#### [PASSAGE TO READ]
One such event – a drag trivia night – was to be held on June 8.
Until NCBA President Clayton Morgan unilaterally cancelled it.
In an email sent to SOGI members on May 5 announcing the cancellation, Morgan wrote, “I did not come to this difficult decision lightly or without a lot of thought and consideration.” He offered no written explanation for his decision, but agreed to attend a videoconference on May 8 to “shar[e] with the SOGI Committee the ‘why’ behind the decision.”
The job of the NCBA, Morgan explained during the conference call, is “not to steer into contested politics or offer up political responses. … We therefore try to avoid jumping into legislative or political areas.”
He added that the NCBA should avoid “delving into the politics of matters” or “taking positions.”
Instead of holding a drag event, which he suggested would count as an entry into the sort of “contested politics” the NCBA ought to avoid, Morgan counseled SOGI to “have a forum discussion where you present both sides like we typically like to do.
Both sides, with a neutral moderator.

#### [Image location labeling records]

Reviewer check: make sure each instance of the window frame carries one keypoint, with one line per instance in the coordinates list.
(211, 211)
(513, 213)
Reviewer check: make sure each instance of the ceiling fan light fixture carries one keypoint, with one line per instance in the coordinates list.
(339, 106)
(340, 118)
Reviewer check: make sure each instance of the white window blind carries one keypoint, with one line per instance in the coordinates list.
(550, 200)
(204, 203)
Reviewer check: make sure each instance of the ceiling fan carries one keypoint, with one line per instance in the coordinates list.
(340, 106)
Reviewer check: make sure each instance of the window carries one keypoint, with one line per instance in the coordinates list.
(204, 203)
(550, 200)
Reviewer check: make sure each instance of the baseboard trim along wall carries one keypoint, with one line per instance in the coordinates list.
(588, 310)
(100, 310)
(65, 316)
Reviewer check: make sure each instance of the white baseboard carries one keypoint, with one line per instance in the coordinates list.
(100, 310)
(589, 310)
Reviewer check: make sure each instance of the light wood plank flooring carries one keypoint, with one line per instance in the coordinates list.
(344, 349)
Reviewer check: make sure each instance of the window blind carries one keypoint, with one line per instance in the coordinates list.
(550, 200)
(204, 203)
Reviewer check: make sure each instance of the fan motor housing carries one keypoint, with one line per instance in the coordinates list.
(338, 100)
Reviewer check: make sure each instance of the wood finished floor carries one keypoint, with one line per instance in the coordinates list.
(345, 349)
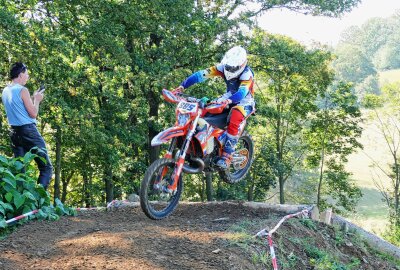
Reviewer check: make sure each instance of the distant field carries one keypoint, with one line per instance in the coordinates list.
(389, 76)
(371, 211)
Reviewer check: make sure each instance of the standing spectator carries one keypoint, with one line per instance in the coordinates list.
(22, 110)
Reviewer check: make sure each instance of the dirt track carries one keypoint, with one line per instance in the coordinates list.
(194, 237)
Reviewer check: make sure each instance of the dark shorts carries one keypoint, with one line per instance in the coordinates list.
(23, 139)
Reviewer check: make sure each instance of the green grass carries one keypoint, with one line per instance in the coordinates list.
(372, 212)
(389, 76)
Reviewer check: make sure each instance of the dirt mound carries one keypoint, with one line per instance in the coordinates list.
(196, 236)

#### [CHALLENGES]
1. Based on the passage about the canceled drag trivia night, what reason did Morgan give for calling off the event?
2. Please lay out the records from the line containing "Reviewer check: make sure each instance of the distant" through the end of the records, inclusive, as a two-column CSV with the headers entry and points. Give one row per record, with its text and its answer each in a single quoted field and line breaks turned into spaces.
The text and the records are unrelated and should be treated as separate material.

#### [THE SOLUTIONS]
1. Morgan said the NCBA's job is not to steer into contested politics, offer political responses, or take positions, and he suggested that a drag event would count as entering that kind of contested politics. He instead advised SOGI to hold a forum presenting both sides with a neutral moderator.

2.
entry,points
"Reviewer check: make sure each instance of the distant field carries one keypoint, with one line per instance in the coordinates list.","(389, 76) (371, 211)"
"Reviewer check: make sure each instance of the standing spectator carries one keypoint, with one line per instance in the coordinates list.","(22, 110)"
"Reviewer check: make sure each instance of the dirt track carries one keypoint, with one line per instance in the coordinates list.","(194, 237)"
"Reviewer check: make sure each instance of the dark shorts carries one keypoint, with one line per instance in the coordinates list.","(23, 139)"
"Reviewer check: make sure each instance of the green grass carries one keypoint, with one line per instance in the coordinates list.","(372, 212) (389, 76)"
"Reviewer check: make sure each instance of the dirt mound carries one keypoint, with one line per instance in the coordinates list.","(196, 236)"